(Data for this task)
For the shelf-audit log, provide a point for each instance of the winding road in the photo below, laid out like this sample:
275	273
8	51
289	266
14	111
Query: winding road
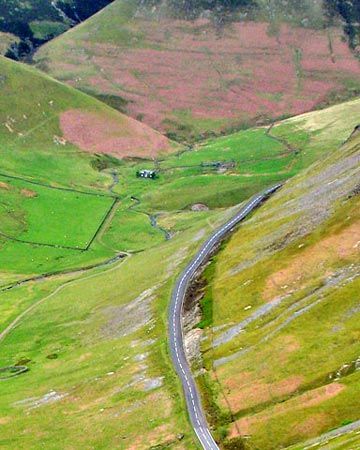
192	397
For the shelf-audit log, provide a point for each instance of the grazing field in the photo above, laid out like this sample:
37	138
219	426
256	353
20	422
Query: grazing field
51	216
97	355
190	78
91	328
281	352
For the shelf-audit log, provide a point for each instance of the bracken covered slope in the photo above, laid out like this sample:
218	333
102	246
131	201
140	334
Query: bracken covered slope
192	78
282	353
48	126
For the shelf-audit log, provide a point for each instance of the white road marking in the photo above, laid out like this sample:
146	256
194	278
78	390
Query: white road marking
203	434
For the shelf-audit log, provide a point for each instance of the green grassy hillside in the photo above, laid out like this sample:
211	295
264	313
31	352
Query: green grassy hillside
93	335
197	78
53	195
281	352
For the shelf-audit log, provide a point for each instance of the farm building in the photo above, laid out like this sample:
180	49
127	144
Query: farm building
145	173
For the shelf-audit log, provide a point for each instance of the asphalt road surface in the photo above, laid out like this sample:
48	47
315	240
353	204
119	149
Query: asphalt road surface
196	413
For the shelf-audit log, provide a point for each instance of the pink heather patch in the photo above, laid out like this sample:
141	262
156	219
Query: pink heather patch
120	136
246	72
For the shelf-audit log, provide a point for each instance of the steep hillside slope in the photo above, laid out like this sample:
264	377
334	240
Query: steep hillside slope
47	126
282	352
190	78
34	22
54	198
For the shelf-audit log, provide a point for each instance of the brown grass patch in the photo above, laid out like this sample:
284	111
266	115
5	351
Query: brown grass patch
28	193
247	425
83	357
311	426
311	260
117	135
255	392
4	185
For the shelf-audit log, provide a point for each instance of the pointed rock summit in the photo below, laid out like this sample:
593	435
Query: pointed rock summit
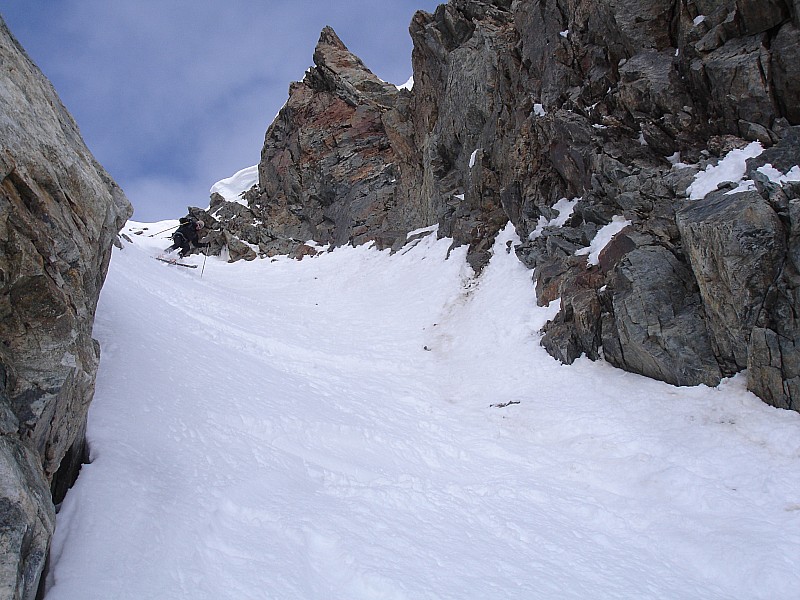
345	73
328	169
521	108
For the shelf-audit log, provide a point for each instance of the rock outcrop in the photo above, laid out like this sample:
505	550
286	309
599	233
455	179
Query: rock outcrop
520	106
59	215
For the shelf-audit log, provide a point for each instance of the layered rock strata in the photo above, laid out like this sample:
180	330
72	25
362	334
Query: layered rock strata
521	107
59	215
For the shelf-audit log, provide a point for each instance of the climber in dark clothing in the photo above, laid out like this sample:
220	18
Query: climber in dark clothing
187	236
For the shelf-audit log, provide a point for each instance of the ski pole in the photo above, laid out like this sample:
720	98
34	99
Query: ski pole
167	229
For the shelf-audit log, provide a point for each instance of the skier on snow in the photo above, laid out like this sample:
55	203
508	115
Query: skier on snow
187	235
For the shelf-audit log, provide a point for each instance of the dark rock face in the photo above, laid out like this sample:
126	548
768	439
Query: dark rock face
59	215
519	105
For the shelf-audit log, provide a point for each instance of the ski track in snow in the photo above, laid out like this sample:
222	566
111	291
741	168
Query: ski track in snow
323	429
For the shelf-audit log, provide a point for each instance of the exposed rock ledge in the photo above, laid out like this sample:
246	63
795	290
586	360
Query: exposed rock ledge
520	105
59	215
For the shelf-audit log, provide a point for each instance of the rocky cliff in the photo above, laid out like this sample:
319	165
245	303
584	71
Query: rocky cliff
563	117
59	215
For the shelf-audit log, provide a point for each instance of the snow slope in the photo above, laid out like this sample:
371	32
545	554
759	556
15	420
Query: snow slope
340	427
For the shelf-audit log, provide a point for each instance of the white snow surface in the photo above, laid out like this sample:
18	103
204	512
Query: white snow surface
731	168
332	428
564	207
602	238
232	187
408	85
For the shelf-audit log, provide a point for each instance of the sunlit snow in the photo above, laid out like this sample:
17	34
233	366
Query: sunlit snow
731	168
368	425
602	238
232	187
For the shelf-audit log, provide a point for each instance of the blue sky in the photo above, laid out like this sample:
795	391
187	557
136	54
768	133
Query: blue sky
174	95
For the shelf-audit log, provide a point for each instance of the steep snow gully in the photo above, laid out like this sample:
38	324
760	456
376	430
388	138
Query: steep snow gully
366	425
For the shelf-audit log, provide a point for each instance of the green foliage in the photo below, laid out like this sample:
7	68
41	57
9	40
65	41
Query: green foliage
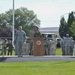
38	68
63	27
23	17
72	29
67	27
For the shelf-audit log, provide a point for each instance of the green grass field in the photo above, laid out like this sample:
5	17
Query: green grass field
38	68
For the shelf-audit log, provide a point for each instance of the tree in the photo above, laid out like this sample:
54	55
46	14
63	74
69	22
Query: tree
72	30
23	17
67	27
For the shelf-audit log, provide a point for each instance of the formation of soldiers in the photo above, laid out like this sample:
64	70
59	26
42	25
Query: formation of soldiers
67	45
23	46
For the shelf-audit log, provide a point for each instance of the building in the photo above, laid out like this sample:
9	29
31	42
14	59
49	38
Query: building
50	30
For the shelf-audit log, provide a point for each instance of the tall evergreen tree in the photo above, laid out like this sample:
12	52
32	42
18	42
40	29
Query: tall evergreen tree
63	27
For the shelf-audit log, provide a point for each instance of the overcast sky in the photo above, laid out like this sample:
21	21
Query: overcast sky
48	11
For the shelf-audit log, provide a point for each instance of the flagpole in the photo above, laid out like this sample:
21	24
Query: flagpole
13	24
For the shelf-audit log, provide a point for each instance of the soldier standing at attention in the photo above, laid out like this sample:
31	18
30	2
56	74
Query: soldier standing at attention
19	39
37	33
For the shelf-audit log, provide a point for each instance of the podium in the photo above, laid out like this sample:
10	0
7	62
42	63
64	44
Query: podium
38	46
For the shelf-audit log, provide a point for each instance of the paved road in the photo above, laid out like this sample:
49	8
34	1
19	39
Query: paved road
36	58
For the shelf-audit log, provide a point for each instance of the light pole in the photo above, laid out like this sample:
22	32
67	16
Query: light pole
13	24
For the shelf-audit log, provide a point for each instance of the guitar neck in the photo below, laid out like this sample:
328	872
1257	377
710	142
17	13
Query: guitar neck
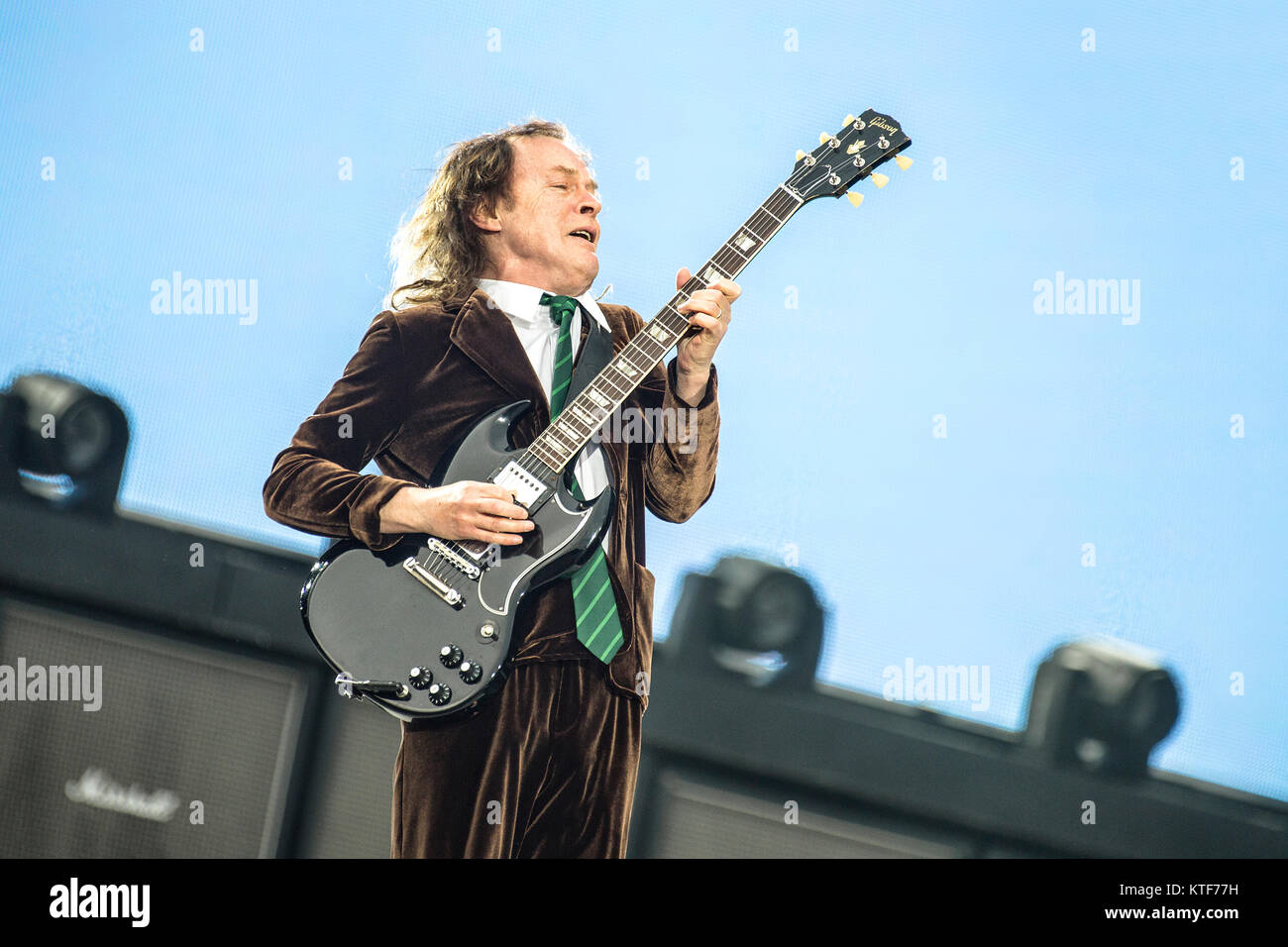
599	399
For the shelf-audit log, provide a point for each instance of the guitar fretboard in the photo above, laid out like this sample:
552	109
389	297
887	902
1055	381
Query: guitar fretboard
(End Data for this task)
Goal of the exercise | For this exercise, output the records exactly but omit their pictures.

Solution to the exercise |
For the shelf-audit log, provide a point for each instance of the winding road in the photo below, laid out like this sample:
275	273
8	51
289	266
14	111
Query: winding road
192	397
For the shelf-audit log, provide a point for each instance of the grazing field in the photo above, laid out like this sample:
37	138
219	426
256	353
20	422
Query: grazing field
51	216
97	355
190	78
91	328
281	352
For the shelf-audit log, provide a point for each instance of the bracken covered slope in the photo above, laid out like this sample:
218	333
102	246
131	201
140	334
Query: bracken covered slope
192	78
282	353
48	126
For the shelf-audit log, provide a point for each instance of the white road marking in the photo above, laid out like this sample:
146	256
194	278
78	390
Query: white road marking
203	434
For the shelf-audit log, provide a point for each instance of the green grassy hillside in the photo above, laid out like this sample:
211	295
264	313
31	352
Query: green grassy hillside
93	335
197	78
53	195
281	352
For the shelf-audit log, provide a point for each instance of the farm building in the photo above, laid out like this sample:
180	49
127	144
Query: farm building
145	173
For the shelf-audit log, provide a point for each instance of the asphalt road surface in the photo above, laid out like this sample:
48	47
315	240
353	204
119	149
Query: asphalt road surface
196	413
For the shelf-audit log, provide a point for each instance of the pink heather patch in the photo above, laid out like this sample:
141	262
156	219
Query: pink heather patch
120	136
246	72
For the shelf-audit log, provide a point for each instance of the steep hillside slope in the photo above, laid out like this sample:
264	377
334	240
Query: steep hillside slope
47	126
282	352
190	78
34	22
54	198
For the shelf-audit log, provide a point for each instance of the brown grass patch in the photo above, laid out like this sample:
284	111
266	115
5	351
Query: brown grass patch
28	193
247	425
83	357
311	426
311	260
117	135
255	392
4	185
For the shelf-audit log, provide a point for each instance of the pointed rock summit in the photo below, laid out like this sample:
593	435
Query: pointed rock summit
345	73
328	169
521	108
For the shelf-audit log, provide a point for each instance of the rock outcrop in the photo above, laid out like this sample:
505	550
286	309
599	233
455	179
Query: rock outcrop
520	106
59	215
For the shelf-audit log, provide a point for each instance of the layered rock strata in the photo above, laid out like this sample:
180	330
72	25
362	334
Query: layered rock strata
521	107
59	215
For the shelf-audit log, provide a point for each instance of the climber in dark clothing in the photo above, laid out like this sample:
220	18
Query: climber in dark clothing
187	236
For the shelf-audit log, provide a point for each instance of the ski pole in the photo above, laid out like this sample:
720	98
34	99
Query: ski pole
167	229
For the shelf-audit log, provide a point for each instance of the skier on snow in the photo above, laid out like this sample:
55	203
508	115
Query: skier on snow
187	235
For the shelf-audit log, provide a point for each instance of the dark rock face in the photo above, laid out like this sample:
126	548
768	439
Query: dark rock face
59	215
519	105
For the shelf-audit log, provide a point for each instance of the ski track in snow in the photo above, laid out like this sample:
222	566
111	291
741	168
Query: ski track in snow
323	429
For the shelf-audit log, provide a point for each instance of the exposed rock ledge in the photo above, laid out like this sample:
246	63
795	290
586	360
Query: exposed rock ledge
520	105
59	215
For the shelf-audit log, provide a point for each instance of the rocky cliff in the photo above, laid out like this sample:
319	165
245	303
584	71
Query: rocky cliff
563	117
59	215
For the shelf-audit log, provide a point for each instance of the snow slope in the photo above, laid out like this sample:
371	32
545	554
759	556
15	420
Query: snow slope
340	427
For the shelf-audit log, provide a point for each instance of the white snow surface in the photo above, laid out like this sample:
18	103
204	512
Query: white snow surface
731	168
332	428
564	207
602	238
232	187
408	85
For the shelf-audit log, provide a point for each instance of the sunlit snow in the photo above, laid out like this sample:
17	34
233	366
Query: sunlit snow
731	168
368	425
602	238
232	187
For the shelf-audit log, provide a point for each instance of the blue sky in the photo above, laid out like this sample:
795	391
187	557
136	54
768	133
Query: blue sky
174	95
For the shelf-audit log, provide a point for each instance of the steep snow gully in the photo above, laid out like this sample:
38	324
760	456
376	430
388	138
Query: steep snow gully
366	425
For the shelf-audit log, provide a point for each instance of the green foliage in the photo below, laid out like this sample:
7	68
41	57
9	40
65	41
Query: green foliage
38	68
63	27
23	17
72	29
67	27
For the shelf-audit log, provide a point for each instance of the green grass field in the photo above, laid out like this sample:
5	17
Query: green grass field
38	68
For the shelf-audit log, provide a point for each instance of the tree in the photo above, laid out like this sample:
54	55
46	14
63	74
69	22
Query: tree
72	30
23	17
67	27
For the shelf-audit log, provide a point for each instance of the formation of soldiers in the photo above, laid out like this sample:
64	70
59	26
42	25
Query: formation of soldiers
67	45
23	46
For the shelf-audit log, provide a point for each instance of the building in the photo above, laid out like this sample:
9	29
31	42
14	59
49	38
Query: building
50	30
For the shelf-audit log, provide a point for each instance of the tall evergreen tree in the photo above, laid out like this sample:
12	52
32	42
18	42
40	29
Query: tall evergreen tree
63	27
For the shelf-audit log, provide a point for each instance of the overcast sky in the photo above, laid out like this sample:
21	21
Query: overcast sky
48	11
For the shelf-audit log, provide a point for each instance of the flagpole in the photo above, laid out like this sample:
21	24
Query: flagpole
13	24
For the shelf-audit log, provide a point for each instance of the soldier standing at attention in the photo above, laid out like this sample:
31	18
30	2
56	74
Query: soldier standing at attention
19	39
37	33
For the shelf-audit log, provide a point for each instance of the podium in the photo above, laid out like this sample:
10	0
7	62
42	63
64	44
Query: podium
38	46
For the shelf-audit log, provide a point for each instance of the paved road in the photo above, laid out like this sample:
49	8
34	1
19	39
Query: paved road
36	58
For the shelf-audit log, provide a point for each instance of the light pole in the photo above, laid out like this sample:
22	32
67	16
Query: light pole
13	24
For the shelf-audit log, provide a point for each instance of the guitar neck in the photo below, laid out like this sample:
328	872
1257	377
710	142
17	13
Query: guitar neck
599	399
For the shelf-audit log, provide a point for each instance of the guitar fretboard in the photo above, laid out like this sample:
552	109
389	297
887	902
1055	381
Query: guitar fretboard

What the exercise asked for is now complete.